##### Supplied entries
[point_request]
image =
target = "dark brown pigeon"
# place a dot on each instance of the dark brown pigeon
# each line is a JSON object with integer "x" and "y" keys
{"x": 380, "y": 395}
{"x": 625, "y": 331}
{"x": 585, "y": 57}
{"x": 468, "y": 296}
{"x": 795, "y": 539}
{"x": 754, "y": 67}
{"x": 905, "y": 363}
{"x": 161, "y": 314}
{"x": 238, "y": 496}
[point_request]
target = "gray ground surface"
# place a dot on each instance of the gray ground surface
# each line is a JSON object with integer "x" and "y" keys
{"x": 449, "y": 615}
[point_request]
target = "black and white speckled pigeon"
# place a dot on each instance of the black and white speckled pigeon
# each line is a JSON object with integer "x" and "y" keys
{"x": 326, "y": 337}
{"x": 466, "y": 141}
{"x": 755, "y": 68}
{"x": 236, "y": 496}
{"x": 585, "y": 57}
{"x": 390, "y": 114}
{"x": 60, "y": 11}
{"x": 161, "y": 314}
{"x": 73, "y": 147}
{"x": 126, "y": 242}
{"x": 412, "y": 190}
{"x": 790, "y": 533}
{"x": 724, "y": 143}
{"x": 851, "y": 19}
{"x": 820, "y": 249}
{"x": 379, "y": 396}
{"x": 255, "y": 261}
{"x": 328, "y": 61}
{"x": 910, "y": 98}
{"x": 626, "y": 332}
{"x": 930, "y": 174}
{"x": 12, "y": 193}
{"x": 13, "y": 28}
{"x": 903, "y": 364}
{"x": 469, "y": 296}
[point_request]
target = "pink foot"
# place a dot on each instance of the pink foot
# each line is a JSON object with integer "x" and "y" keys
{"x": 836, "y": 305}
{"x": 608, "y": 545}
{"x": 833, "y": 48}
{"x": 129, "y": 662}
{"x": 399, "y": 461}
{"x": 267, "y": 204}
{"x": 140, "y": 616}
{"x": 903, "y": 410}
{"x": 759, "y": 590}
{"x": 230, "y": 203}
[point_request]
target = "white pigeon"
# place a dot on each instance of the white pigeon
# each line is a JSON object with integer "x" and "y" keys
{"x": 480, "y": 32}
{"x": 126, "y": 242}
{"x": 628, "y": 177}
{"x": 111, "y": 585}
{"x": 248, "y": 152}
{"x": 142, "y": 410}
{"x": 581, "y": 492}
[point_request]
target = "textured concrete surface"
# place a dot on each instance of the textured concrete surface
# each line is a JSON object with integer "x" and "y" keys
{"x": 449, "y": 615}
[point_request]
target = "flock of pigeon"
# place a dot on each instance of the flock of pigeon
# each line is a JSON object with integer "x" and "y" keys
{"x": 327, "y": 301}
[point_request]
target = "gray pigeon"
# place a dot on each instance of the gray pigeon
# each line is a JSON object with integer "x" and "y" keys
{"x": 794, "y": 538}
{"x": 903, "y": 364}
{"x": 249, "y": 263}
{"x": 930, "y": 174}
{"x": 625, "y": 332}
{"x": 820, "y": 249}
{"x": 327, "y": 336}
##########
• [What to do]: The number of lines above where the word "textured" occurs, and only that number, is the answer.

• [Problem solution]: 2